課題:
下に示すデータのすべての行を、一字一句変えずに書き写しなさい。

演習用データ:
▶
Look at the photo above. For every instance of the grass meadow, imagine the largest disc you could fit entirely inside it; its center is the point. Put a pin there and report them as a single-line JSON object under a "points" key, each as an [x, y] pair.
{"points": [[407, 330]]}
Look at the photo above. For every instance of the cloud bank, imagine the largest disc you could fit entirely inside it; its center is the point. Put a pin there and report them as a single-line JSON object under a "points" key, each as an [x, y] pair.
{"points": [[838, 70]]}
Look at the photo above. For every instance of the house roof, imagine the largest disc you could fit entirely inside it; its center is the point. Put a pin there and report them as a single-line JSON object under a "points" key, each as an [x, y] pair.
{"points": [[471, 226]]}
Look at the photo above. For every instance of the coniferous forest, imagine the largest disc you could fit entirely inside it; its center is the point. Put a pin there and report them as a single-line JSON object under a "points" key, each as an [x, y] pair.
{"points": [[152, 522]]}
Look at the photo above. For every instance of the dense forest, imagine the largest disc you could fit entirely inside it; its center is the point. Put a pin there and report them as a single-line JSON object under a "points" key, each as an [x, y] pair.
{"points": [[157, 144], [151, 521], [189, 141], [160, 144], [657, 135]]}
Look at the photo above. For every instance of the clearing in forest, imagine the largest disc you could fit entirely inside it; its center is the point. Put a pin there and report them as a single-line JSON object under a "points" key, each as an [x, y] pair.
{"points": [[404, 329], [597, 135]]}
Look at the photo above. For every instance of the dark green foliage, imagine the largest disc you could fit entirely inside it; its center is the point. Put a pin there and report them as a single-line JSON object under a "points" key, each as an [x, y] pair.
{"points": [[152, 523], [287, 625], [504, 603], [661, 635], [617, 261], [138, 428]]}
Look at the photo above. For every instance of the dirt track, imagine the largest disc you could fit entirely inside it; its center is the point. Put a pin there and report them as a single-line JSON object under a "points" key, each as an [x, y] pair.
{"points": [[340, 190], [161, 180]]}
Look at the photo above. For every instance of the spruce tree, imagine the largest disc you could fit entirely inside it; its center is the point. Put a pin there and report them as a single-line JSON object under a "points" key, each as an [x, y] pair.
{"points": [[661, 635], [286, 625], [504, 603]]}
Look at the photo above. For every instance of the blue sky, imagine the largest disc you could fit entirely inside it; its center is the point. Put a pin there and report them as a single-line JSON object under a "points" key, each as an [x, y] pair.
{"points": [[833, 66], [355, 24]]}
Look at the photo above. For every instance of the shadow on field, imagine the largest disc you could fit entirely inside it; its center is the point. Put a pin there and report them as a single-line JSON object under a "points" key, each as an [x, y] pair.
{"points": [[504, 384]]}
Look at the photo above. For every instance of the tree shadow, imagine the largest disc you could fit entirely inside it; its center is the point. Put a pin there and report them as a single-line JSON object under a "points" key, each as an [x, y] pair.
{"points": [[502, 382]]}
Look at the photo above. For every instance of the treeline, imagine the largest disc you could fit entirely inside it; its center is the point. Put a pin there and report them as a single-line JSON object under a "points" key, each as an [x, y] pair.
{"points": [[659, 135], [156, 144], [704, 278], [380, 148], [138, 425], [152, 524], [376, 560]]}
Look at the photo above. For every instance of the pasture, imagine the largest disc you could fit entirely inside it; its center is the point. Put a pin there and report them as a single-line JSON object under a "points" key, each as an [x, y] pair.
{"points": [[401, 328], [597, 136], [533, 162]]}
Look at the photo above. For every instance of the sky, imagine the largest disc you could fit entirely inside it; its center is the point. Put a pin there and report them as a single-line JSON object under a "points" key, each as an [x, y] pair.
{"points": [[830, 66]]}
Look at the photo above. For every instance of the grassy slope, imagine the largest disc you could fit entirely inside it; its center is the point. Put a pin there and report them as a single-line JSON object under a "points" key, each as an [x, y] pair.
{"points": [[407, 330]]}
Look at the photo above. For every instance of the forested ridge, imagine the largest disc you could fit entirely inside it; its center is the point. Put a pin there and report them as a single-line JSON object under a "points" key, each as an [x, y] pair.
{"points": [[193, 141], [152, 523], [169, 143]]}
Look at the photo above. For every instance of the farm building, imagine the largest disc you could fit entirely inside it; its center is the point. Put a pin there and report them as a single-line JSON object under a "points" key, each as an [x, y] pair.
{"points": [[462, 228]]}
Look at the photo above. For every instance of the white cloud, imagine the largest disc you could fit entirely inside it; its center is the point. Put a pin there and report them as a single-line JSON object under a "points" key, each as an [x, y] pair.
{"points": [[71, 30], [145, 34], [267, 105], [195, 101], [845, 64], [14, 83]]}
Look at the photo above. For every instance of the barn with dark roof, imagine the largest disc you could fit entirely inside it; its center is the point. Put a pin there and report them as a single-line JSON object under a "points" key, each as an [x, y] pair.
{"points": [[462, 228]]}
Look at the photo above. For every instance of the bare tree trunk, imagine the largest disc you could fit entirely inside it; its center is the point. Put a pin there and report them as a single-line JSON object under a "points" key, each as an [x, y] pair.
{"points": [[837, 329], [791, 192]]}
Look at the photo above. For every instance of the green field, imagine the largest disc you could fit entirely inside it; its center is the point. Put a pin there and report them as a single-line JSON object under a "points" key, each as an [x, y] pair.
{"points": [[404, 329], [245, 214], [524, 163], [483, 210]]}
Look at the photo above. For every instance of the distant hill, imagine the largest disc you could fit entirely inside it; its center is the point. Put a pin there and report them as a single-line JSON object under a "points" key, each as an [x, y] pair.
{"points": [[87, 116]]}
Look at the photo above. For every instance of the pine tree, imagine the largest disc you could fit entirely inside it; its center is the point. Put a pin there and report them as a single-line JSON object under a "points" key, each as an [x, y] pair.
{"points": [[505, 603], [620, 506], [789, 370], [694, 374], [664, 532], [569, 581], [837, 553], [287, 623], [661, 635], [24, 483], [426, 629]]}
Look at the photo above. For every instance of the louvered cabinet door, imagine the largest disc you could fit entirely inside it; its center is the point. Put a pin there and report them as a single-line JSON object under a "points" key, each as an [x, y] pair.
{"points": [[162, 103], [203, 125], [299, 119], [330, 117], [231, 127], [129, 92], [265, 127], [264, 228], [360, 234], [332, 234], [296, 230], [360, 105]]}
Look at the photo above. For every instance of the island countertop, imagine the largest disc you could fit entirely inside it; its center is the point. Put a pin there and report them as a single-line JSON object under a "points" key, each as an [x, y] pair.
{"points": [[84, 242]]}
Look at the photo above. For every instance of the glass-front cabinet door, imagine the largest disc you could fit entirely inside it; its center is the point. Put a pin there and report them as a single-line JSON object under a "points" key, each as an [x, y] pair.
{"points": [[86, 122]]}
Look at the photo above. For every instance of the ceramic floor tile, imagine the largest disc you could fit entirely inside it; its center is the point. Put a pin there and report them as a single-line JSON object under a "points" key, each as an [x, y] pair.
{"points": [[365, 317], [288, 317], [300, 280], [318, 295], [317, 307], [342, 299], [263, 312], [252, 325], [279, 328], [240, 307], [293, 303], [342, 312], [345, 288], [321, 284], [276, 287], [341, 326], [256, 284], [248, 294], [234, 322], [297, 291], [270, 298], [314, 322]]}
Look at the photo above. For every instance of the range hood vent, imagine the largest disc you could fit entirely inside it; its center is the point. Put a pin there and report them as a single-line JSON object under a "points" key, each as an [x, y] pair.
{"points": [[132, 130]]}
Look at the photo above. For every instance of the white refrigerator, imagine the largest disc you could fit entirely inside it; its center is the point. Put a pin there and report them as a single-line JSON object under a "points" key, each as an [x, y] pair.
◀
回答:
Look at the photo above. For every instance of the grass meadow, imagine the largest disc you could fit entirely inside it; its center is the point. Put a pin there and report them as a single-line JSON object under a "points" key, each as an [x, y] pair.
{"points": [[407, 330]]}
Look at the photo above. For every instance of the cloud bank, imagine the largest disc you could fit entirely inside it; its center is the point. Put a pin there and report them as a single-line JSON object under a "points" key, each as an [x, y] pair.
{"points": [[838, 70]]}
Look at the photo above. For every instance of the house roof, imagine the largest disc you could fit entirely inside it; its center is the point. Put a pin there and report them as a single-line JSON object under a "points" key, each as an [x, y] pair.
{"points": [[471, 226]]}
Look at the photo above. For every instance of the coniferous forest, imagine the largest disc you could fit entirely inside it; its center is the point. Put a pin there and report them as a single-line JSON object under a "points" key, each as an [x, y] pair.
{"points": [[152, 522]]}
Look at the photo above. For every instance of the dense forest, imagine the largest disc you could fit entirely inside it; its center is the point. Put a pin there and report them as a single-line JSON object under a "points" key, each as an [x, y] pair.
{"points": [[157, 144], [151, 521], [189, 141], [160, 144], [657, 135]]}
Look at the photo above. For every instance of the clearing in forest, imagine the largest disc you could fit entirely inside it; its center is the point. Put a pin there and report them as a single-line JSON object under a "points" key, each as an [x, y] pair.
{"points": [[404, 329], [597, 135]]}
Look at the photo above. For every instance of the dark green foliage, imagine the largest disc you could fit entirely inside it; its center is the point. Put a pin there and report them as a single-line JSON object under a "points" key, each as an [x, y] pair.
{"points": [[152, 523], [287, 625], [504, 603], [661, 635], [617, 261], [138, 428]]}
Look at the photo above. For every instance of the dirt track, imagine the largest disc you could fit entirely inside it; its center is the point. Put a pin there and report them as a single-line JSON object under a "points" key, each as an [x, y] pair.
{"points": [[340, 190], [161, 180]]}
Look at the photo above. For every instance of the spruce tree, imagine the largest disc you could fit entirely inside it; its center is the point. Put a pin there and report them as a single-line JSON object under a "points" key, each as an [x, y] pair.
{"points": [[661, 635], [286, 625], [504, 603]]}
Look at the photo above. For every instance of the blue sky, imagine the largest disc you could fit entirely inside it; its center is the point. Put a pin there and report them as a single-line JSON object under a "points" key, each as an [x, y] pair.
{"points": [[833, 66], [355, 24]]}
Look at the photo above. For every instance of the shadow on field, imagine the largest disc you could fit entirely inside it; its center is the point. Put a pin there and report them as a single-line JSON object under a "points" key, each as an [x, y] pair.
{"points": [[504, 384]]}
Look at the photo above. For every instance of the tree shadow, imagine the largest disc you could fit entirely inside it; its center is the point. Put a pin there and report them as a single-line JSON object under a "points" key, each as an [x, y] pair.
{"points": [[502, 382]]}
Look at the photo above. For every instance of the treeline, imagine the largest disc you could fit entirely inside it; its center is the point. Put a pin there and report them as a single-line JSON object under a "points" key, each as an [x, y] pair.
{"points": [[659, 135], [156, 144], [704, 278], [380, 148], [138, 425], [152, 524], [376, 560]]}
Look at the photo above. For every instance of the pasture, imagine the largest disc you could fit entirely inside it; its center is the point. Put a pin there and report them as a single-line JSON object under a "points" key, each as an [x, y] pair.
{"points": [[401, 328], [597, 136], [533, 162]]}
Look at the photo above. For every instance of the sky, imagine the largest disc you could fit entirely inside it; its center is the point. Put a pin there and report them as a single-line JSON object under a "points" key, each as an [x, y] pair.
{"points": [[830, 66]]}
Look at the photo above. For every instance of the grassy slope, imagine the largest disc you could fit entirely inside it; its center is the point. Put a pin there and report them as a single-line JSON object under a "points" key, each as an [x, y] pair.
{"points": [[407, 330]]}
Look at the photo above. For every instance of the forested ridge, imagine the largest disc you could fit entirely inside it; its center is the point. Put a pin there and report them as a single-line JSON object under a "points" key, each as an [x, y] pair.
{"points": [[193, 141], [152, 523], [169, 143]]}
Look at the photo above. For every instance of the farm building, imagine the largest disc you could fit entirely inside it; its center is the point. Put a pin there and report them as a single-line JSON object under a "points" key, each as an [x, y] pair.
{"points": [[462, 228]]}
Look at the photo above. For every instance of the white cloud, imagine the largest disc you could fit entirely inside it; its center is the point. Put a pin there and report them as a single-line JSON object under a "points" key, each as an [x, y] pair.
{"points": [[71, 30], [145, 34], [267, 105], [195, 101], [845, 64], [14, 83]]}
Look at the photo above. For every instance of the barn with dark roof, imagine the largest disc you could fit entirely inside it; its center is the point. Put a pin there and report them as a single-line JSON object under a "points" key, each as an [x, y] pair.
{"points": [[462, 228]]}
Look at the photo above. For every instance of the bare tree trunk, imagine the largest disc you could fit entirely inside it; its center is the point. Put a pin there and report them as a single-line JSON object under a "points" key, each as an [x, y] pair.
{"points": [[837, 329], [791, 192]]}
Look at the photo above. For every instance of the green field, imagine the largest disc you could fit entirely inside it; its center is the point. Put a pin there and report them as a single-line JSON object under a "points" key, each as an [x, y] pair.
{"points": [[404, 329], [245, 214], [524, 163], [483, 210]]}
Look at the photo above. For every instance of the distant hill, imagine the largest disc you could fit entirely inside it; its center is the point. Put a pin there and report them as a single-line JSON object under a "points" key, each as an [x, y] pair.
{"points": [[87, 116]]}
Look at the photo above. For every instance of the pine tree, imagine the largest disc you could fit entirely inside it; its center is the point. Put a pin there and report them as a single-line JSON object under a "points" key, each as an [x, y] pair.
{"points": [[505, 603], [620, 506], [789, 370], [694, 374], [664, 532], [569, 581], [837, 553], [287, 623], [661, 635], [24, 483], [426, 629]]}
Look at the photo above. For every instance of the louvered cabinet door, imagine the largest disc you could fit entirely inside it; its center is the point. Put a pin there and report them as a single-line JSON object under a "points" key, each as an [x, y] pair.
{"points": [[162, 103], [203, 125], [299, 119], [330, 117], [231, 127], [129, 92], [265, 127], [264, 228], [360, 234], [332, 234], [296, 230], [360, 105]]}
Look at the photo above. For every instance of the island countertop, imagine the largest disc you could fit entirely inside it; its center is the point. Put a pin there and report them as a single-line JSON object under a "points" key, each as an [x, y] pair.
{"points": [[84, 242]]}
Look at the photo above. For every instance of the glass-front cabinet door, imagine the largest disc you could fit entirely inside it; its center is the point. Put a pin there and report them as a single-line JSON object under a "points" key, each as an [x, y] pair.
{"points": [[86, 122]]}
Look at the photo above. For every instance of the ceramic floor tile, imagine the largest disc you could fit entirely inside it; its center is the point. Put a pin there and report them as a single-line JSON object under a "points" key, each as an [x, y] pair.
{"points": [[365, 317], [288, 317], [300, 280], [318, 295], [317, 307], [342, 299], [263, 312], [252, 325], [279, 328], [240, 307], [293, 303], [342, 312], [345, 288], [321, 284], [276, 287], [341, 326], [256, 284], [248, 294], [234, 322], [297, 291], [270, 298], [314, 322]]}
Look at the photo above. For every instance of the range hood vent, imagine the largest disc you could fit entirely inside it; its center is the point. Put a pin there and report them as a single-line JSON object under a "points" key, each as an [x, y] pair.
{"points": [[132, 130]]}
Look at the photo above. For every instance of the white refrigerator, imagine the largest disc you could fit entirely inside it; its center is the point. Put a pin there and report them as a single-line JSON object under a "points" key, each as an [x, y] pair.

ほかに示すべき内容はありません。